[A run of records]
## BEGIN

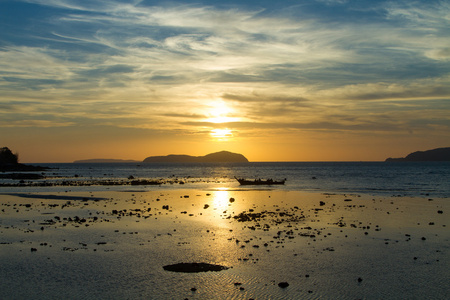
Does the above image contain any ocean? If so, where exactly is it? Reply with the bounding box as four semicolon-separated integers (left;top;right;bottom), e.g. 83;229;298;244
5;162;450;198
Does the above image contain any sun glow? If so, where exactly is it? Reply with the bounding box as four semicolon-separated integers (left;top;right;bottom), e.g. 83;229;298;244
210;128;233;139
206;101;239;124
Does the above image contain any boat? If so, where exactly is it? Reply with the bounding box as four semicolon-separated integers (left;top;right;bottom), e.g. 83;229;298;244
234;177;286;185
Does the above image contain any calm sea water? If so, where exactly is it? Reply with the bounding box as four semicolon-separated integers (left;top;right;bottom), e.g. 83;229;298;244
7;162;450;197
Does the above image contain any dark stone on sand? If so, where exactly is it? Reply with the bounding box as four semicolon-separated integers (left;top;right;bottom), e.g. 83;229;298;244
163;263;228;273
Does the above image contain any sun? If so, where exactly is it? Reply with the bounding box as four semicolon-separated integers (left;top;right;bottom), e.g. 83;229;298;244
209;128;233;140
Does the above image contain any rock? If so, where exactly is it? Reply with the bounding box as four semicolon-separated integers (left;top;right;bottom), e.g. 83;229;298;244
163;263;228;273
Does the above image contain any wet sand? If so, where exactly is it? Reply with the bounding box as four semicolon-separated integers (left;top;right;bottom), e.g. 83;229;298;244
0;188;450;299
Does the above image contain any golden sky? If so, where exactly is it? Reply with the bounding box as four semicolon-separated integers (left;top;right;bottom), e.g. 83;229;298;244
0;0;450;163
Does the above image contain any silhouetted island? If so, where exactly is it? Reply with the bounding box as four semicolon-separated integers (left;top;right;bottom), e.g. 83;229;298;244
386;147;450;162
144;151;248;163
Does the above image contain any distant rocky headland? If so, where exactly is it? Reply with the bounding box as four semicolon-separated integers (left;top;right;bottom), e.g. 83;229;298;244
386;147;450;162
0;147;48;173
144;151;248;163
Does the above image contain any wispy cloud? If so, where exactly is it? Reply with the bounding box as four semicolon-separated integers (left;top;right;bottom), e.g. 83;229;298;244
0;0;450;137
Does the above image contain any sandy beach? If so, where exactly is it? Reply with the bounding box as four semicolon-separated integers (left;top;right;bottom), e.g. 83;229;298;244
0;188;450;299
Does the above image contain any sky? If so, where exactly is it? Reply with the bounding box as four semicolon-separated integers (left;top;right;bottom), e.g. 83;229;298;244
0;0;450;163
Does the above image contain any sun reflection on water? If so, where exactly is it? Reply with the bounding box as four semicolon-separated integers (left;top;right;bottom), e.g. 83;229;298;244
213;188;231;212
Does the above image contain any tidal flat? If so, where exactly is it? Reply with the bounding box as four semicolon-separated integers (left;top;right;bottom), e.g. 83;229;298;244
0;188;450;299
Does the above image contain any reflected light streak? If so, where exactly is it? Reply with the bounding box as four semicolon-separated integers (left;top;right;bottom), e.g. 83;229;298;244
213;188;231;213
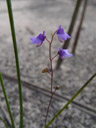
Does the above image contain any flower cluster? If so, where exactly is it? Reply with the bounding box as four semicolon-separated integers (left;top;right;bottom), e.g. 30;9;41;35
30;25;72;59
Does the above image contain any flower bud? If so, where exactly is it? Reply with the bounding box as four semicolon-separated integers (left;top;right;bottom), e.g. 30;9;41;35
42;68;48;73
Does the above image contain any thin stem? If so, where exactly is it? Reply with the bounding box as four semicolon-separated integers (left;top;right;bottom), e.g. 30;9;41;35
52;53;58;60
49;43;53;93
6;0;23;128
45;37;51;44
45;73;96;128
0;73;15;128
0;117;8;128
45;88;56;125
45;31;57;125
51;31;57;43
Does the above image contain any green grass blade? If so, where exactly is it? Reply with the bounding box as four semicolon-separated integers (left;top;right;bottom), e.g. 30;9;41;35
6;0;23;128
0;73;15;128
0;117;8;128
45;73;96;128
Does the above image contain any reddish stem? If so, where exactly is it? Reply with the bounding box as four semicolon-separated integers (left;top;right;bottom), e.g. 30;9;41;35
45;31;57;125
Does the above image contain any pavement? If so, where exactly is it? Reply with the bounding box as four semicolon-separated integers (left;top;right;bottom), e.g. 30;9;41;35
0;0;96;128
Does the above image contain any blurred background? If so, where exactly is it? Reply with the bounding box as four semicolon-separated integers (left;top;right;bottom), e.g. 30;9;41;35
0;0;96;128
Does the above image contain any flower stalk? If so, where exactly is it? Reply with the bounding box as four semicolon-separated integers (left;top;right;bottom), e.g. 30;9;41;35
0;73;15;128
6;0;23;128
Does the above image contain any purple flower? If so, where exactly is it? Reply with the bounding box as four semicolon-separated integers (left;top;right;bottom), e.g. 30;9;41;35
56;25;71;42
30;31;46;47
58;48;72;59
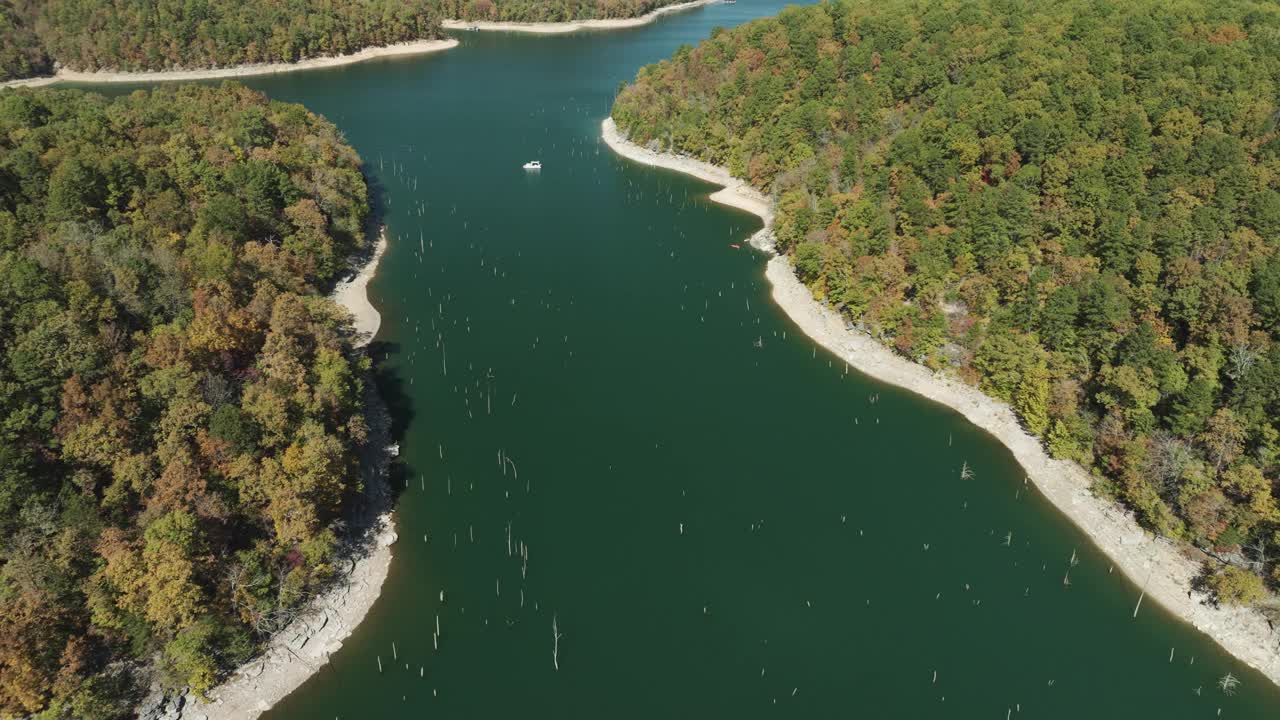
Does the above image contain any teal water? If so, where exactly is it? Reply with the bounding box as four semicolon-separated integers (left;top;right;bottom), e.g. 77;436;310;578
87;0;1280;720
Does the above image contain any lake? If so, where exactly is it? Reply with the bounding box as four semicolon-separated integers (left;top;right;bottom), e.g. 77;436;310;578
85;0;1280;720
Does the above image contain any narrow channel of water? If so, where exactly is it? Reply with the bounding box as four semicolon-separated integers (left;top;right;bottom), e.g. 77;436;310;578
77;0;1280;720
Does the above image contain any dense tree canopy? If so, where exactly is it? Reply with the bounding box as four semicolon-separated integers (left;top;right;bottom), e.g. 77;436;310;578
0;85;367;719
613;0;1280;591
0;0;696;81
445;0;686;23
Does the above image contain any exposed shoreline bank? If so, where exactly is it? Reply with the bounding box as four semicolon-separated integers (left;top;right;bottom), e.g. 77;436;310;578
0;37;458;87
154;229;397;720
602;118;1280;684
440;0;721;35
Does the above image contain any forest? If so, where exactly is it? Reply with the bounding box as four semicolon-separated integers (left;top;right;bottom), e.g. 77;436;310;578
0;83;370;720
613;0;1280;599
0;0;677;81
0;0;439;79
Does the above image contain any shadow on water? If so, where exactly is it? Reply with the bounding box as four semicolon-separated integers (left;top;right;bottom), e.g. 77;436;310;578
369;340;415;445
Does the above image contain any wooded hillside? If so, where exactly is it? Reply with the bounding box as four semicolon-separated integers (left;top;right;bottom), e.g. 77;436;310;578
613;0;1280;602
0;0;696;81
0;85;369;720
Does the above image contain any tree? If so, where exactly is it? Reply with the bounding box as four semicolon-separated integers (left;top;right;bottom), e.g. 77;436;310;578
1015;363;1050;436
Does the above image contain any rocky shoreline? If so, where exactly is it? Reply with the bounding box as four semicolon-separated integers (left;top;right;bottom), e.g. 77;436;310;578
138;226;398;720
602;118;1280;684
440;0;722;35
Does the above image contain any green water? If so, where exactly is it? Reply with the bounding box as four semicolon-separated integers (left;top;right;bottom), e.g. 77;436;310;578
87;0;1280;720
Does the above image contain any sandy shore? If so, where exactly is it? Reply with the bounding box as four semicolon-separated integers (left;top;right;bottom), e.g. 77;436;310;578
440;0;721;35
140;229;396;720
602;118;1280;684
332;228;387;347
0;37;458;87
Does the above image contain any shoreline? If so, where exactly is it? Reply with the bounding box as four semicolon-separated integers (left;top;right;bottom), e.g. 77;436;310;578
602;118;1280;684
160;228;397;720
0;37;458;88
440;0;722;35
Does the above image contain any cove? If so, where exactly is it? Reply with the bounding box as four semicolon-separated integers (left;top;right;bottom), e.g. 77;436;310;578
77;0;1280;720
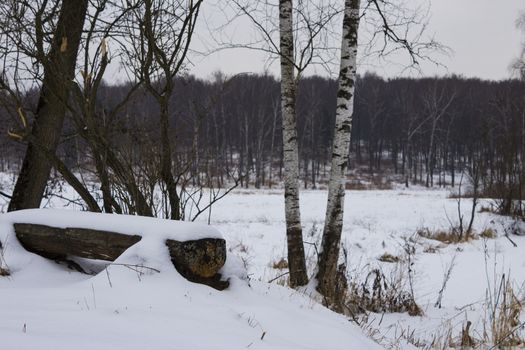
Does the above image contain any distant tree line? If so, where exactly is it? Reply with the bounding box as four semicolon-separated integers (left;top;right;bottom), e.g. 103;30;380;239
0;73;525;210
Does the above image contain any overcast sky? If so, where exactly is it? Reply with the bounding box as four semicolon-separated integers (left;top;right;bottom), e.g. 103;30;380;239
191;0;525;79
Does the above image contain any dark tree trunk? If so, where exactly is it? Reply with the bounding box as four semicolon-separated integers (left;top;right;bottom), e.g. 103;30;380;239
8;0;88;211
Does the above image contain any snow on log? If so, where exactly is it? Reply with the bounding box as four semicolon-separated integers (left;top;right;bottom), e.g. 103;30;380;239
4;210;229;290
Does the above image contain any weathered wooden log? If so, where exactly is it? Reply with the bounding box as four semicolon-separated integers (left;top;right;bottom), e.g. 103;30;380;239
14;224;142;261
14;223;229;290
166;238;229;290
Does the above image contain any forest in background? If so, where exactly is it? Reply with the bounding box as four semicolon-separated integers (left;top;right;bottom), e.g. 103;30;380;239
0;73;525;210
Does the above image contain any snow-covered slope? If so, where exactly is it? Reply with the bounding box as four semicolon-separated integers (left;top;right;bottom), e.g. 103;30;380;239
0;211;380;350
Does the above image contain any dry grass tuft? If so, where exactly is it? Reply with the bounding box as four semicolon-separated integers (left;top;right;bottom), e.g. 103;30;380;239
347;269;423;316
417;227;477;244
485;275;525;349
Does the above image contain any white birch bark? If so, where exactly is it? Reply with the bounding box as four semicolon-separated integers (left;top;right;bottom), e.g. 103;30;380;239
279;0;308;287
317;0;360;301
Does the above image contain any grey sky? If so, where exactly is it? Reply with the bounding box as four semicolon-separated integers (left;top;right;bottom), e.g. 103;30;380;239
191;0;525;79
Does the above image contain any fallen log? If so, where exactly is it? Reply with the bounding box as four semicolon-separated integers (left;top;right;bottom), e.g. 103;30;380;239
13;223;229;290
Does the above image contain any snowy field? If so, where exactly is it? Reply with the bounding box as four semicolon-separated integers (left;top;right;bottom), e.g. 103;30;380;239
0;176;525;350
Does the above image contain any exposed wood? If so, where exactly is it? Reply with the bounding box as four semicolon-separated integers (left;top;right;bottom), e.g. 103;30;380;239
14;224;142;261
14;223;229;290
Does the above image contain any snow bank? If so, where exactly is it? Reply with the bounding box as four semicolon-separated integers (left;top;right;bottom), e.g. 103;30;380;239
0;209;222;241
0;210;380;350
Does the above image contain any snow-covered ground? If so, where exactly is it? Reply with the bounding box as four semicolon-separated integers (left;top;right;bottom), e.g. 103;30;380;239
0;176;525;349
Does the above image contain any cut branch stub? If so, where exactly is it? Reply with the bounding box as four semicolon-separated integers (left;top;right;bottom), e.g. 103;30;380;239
14;224;229;290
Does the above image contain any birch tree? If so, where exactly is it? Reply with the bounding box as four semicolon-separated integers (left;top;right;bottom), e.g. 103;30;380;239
279;0;308;286
317;0;360;302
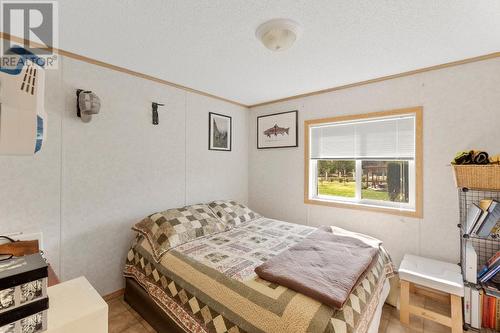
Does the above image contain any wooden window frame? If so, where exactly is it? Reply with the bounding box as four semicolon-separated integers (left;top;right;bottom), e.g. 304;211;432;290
304;106;423;218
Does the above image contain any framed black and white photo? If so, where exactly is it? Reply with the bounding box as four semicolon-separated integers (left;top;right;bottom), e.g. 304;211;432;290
208;112;233;151
257;111;299;149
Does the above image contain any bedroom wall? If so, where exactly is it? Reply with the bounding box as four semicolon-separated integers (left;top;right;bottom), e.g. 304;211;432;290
0;58;248;294
249;55;500;265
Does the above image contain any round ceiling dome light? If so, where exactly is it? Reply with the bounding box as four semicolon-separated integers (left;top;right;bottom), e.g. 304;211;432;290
255;19;300;51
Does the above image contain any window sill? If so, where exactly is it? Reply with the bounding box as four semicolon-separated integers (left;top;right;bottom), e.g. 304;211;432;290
304;198;423;218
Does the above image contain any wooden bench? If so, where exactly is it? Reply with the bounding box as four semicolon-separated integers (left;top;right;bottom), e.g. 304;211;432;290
399;254;464;333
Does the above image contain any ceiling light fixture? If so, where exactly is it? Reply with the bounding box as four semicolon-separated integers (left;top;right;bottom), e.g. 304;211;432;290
255;19;301;51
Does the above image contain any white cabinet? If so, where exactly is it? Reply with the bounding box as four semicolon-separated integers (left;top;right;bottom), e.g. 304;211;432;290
46;276;108;333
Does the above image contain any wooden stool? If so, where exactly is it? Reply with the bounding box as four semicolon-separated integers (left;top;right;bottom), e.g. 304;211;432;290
399;254;464;333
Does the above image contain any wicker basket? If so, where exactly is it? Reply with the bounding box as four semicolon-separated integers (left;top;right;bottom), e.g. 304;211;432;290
453;164;500;190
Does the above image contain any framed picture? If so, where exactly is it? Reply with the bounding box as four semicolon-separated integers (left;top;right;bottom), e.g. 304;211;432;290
257;110;299;149
208;112;233;151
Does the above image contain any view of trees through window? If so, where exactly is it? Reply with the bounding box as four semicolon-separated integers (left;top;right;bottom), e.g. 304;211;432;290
317;160;409;203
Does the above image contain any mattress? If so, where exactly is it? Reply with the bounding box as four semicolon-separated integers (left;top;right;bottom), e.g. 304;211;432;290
124;218;393;333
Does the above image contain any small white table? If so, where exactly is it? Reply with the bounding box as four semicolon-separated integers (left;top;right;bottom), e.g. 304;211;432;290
46;276;108;333
399;254;464;333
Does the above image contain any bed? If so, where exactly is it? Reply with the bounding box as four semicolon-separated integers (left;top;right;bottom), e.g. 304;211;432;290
124;202;393;333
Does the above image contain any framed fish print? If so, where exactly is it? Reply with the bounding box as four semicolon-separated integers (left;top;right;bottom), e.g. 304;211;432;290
257;110;299;149
208;112;233;151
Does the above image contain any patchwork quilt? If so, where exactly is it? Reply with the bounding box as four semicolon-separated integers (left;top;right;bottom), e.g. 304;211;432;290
124;218;393;333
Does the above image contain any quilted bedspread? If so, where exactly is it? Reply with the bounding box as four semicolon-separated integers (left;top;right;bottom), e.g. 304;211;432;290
124;218;393;333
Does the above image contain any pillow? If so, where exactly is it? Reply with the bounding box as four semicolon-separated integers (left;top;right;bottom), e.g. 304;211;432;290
132;205;226;261
208;200;260;227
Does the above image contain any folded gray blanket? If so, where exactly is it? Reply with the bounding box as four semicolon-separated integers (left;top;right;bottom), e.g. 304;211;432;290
255;227;381;309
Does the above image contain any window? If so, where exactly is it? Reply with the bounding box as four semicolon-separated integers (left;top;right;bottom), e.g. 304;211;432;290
305;108;422;217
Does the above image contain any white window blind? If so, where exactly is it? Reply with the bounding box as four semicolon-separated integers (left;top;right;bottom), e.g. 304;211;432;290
310;115;415;160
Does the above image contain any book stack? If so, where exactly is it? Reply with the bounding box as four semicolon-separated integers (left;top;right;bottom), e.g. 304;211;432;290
481;287;500;331
465;199;500;237
477;251;500;283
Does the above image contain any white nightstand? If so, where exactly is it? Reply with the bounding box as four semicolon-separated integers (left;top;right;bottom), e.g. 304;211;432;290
46;276;108;333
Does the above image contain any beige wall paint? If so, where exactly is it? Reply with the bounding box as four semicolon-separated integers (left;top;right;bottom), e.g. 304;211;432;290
249;59;500;264
0;58;249;294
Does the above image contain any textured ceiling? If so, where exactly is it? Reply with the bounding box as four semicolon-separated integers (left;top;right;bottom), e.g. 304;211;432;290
59;0;500;105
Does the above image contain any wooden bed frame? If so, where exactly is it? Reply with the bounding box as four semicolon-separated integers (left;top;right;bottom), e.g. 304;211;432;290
124;278;186;333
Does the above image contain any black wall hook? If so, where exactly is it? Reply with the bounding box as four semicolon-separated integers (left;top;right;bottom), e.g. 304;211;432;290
151;102;165;125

## END

| Your task |
Rewrite the part that opens with the line containing "Does the above image contain any tree?" and closes with the line containing "4;210;229;290", substituting "coastline" for each occurrence of "shoreline" and keeping everything else unchanged. Leave the pictures out of your answer.

| Complete answer |
Does the above image contain any tree? If so, where exactly is it? Reply with the bounding box as four semicolon-separated integers (left;top;right;bottom), e.g. 77;436;310;578
1015;363;1050;436
Does the above image contain any rocky coastline? If so, where exactly is it? Reply with the bounding box as four semicolon-separated integers (left;top;right;bottom), e.g. 77;436;310;578
138;226;398;720
602;118;1280;684
440;0;722;35
Does the above image contain any green water? If so, where exactly is it? Reply with the bounding box as four semicolon-separated integers (left;top;right;bottom), e.g. 77;436;310;578
87;0;1280;720
Does the above image contain any sandy shore? If so, where exactly is it? Reply with the bounding box as four semicolon-separated integers (left;top;right;bottom), e.g. 77;436;310;578
440;0;721;35
140;229;396;720
602;118;1280;684
332;228;387;347
0;37;458;87
Does the above image contain any coastline? If so, where exactly is it? Reply with the bounding box as four semicolon-separated integers (left;top;right;bottom), e.g. 77;436;310;578
602;118;1280;684
160;228;397;720
0;37;458;88
440;0;722;35
Does the above image contain any cove? If so, where exactly is it? Reply with the bounding box as four semicolon-separated integers (left;top;right;bottom), e.g. 77;436;310;578
77;0;1280;720
Does the above image contain any distant tree line? If so, where exactly is it? Reply with the bounding box as four semicolon-separated integers (left;top;right;bottom), e.g. 103;30;380;239
0;73;525;210
Does the above image contain any overcast sky? If so, where exactly is it? Reply with the bounding box as four semicolon-separated integers (left;top;right;bottom), e.g. 103;30;380;239
191;0;525;79
Does the above image contain any dark tree trunk? If so, where exactly is it? Reply with the bounding box as four semicolon-separated integers (left;top;right;bottom), e.g. 103;30;380;239
8;0;88;211
Does the above image contain any snow on log? If so, where exactly is it? Reply with the bounding box as four semicolon-separated integers (left;top;right;bottom), e.g. 103;30;380;239
4;210;229;290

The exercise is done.